- Extrait du texte
•••••
On a peu écrit sur le lien entre les institutions et les traditions religieuses de l’Australie et les autres aspects de son développement. Les deux principales dénominations sont l’anglicanisme (34,8 %) et le catholicisme romain (24,6 %). Les dénominations d’origine arminienne et calviniste sont relativement peu nombreuses. Les données disponibles indiquent toutefois que les adhérents de ces derniers groupes ont tendance à avoir mieux réussi que ceux des premiers. Ainsi, parmi les dénominations chrétiennes australiennes, les quatre dont les adeptes ont le statut professionnel le plus élevé sont les presbytériens, les congrégationalistes, les méthodistes et les baptistes, dans cet ordre (Taft & Walker 1958, p. 175). Une question demeure, à savoir dans quelle mesure la faiblesse des sectes historiques a retardé le développement d’une éthique protestante ascétique orientée vers le travail dur. La plupart des commentateurs qui cherchent à expliquer pourquoi les Australiens semblent moins orientés vers le travail et plus préoccupés par les loisirs que les citoyens de certaines autres nations attribuent l’origine de cette éthique à la transplantation des normes de « restriction de la production » des travailleurs anglais du XIXe siècle plutôt qu’à la religion (Rosecrance 1964).
Si de nombreuses différences entre les États-Unis et le Canada peuvent être liées au fait que l’un est l’excroissance d’une révolution démocratique réussie et l’autre de sa défaite, certaines des différences entre les deux nations du Commonwealth britannique, le Canada et l’Australie, peuvent également être liées à des origines politiques différentes. Contrairement au Canada, l’Australie n’a pas émergé d’une révolution démocratique vaincue et n’a pas d’histoire de mouvements réformistes vaincus au XIXe siècle. C’est plutôt l’inverse qui est vrai : la « gauche » a joué le rôle principal dans la définition des institutions politiques et sociales pendant la période où l’identité nationale s’est établie. L’unification canadienne de 1867 est associée au parti conservateur, tandis que la fédération de l’Australie au tournant du siècle a été poussée dans la plupart des États par le parti travailliste. Il est intéressant de noter qu’en Australie, comme aux États-Unis, c’est le parti « conservateur » qui a changé de nom pour éviter d’être associé à des éléments traditionnels et privilégiés. « Ce n’est pas par accident mais à dessein que le terme conservateur a disparu au début du vingtième siècle de la nomenclature des partis en Australie et en Nouvelle-Zélande. … Il ne pouvait manifestement pas gagner un soutien suffisamment varié parmi les éléments survivants de l’opinion conservatrice. Au Canada, un point de vue conservateur a, à bien des égards, trouvé une grande faveur » (Brady 1960, p. 528).
•••••
- Défis
(A) D'après l'extrait sur l'Australie, quel parti a poussé la fédération de l'Australie dans la plupart des États ?
(B) Reprenez l'extrait sur l'Australie là où il s'arrête.
Les lignes ci-dessous ne sont pas nécessaires.

- Données fournies
•••••
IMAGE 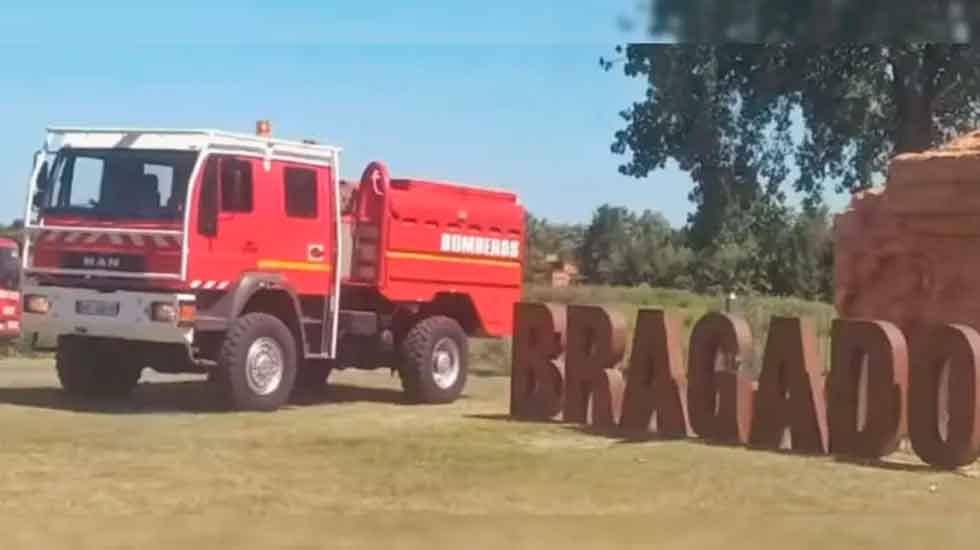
•••••
- Résultats par tâche
(A) Le parti travailliste.

(B)
Dans un certain sens, certaines des différences de perspectives qui persistent entre le Canada et l’Australie peuvent être considérées comme reflétant le besoin de chaque pays de se dissocier de la grande puissance qui a exercé sur lui l’influence culturelle et économique la plus directe. Les Canadiens sont les « anti-Américains » les plus anciens et les plus constants du monde. Le Canadien a toujours senti son sens de la nationalité menacé par les États-Unis, physiquement dans le passé, culturellement et économiquement dans les années plus récentes. Non seulement les Canadiens ont-ils jugé nécessaire de se protéger contre l’expansion américaine, mais ils ont également jugé nécessaire de souligner pourquoi ils ne sont pas et ne devraient pas devenir Américains ; ils l’ont fait en dénigrant divers éléments de la vie américaine, principalement ceux qui semblent être une excroissance de la démocratie de masse et un accent excessif sur l’égalitarisme. Le nationalisme australien, en revanche, a inspiré des efforts visant à dissocier l’Australie de la Grande-Bretagne, d’abord sur le plan politique, puis sur celui des valeurs sociales. La Grande-Bretagne était perçue de manière antagoniste comme le bastion d’une inégalité rigide. Ainsi, là où le Canada justifiait une attitude plus élitiste en réaction à l’égalitarisme américain, l’Australie imitait divers modèles égalitaires américains en réaction à l’élitisme britannique.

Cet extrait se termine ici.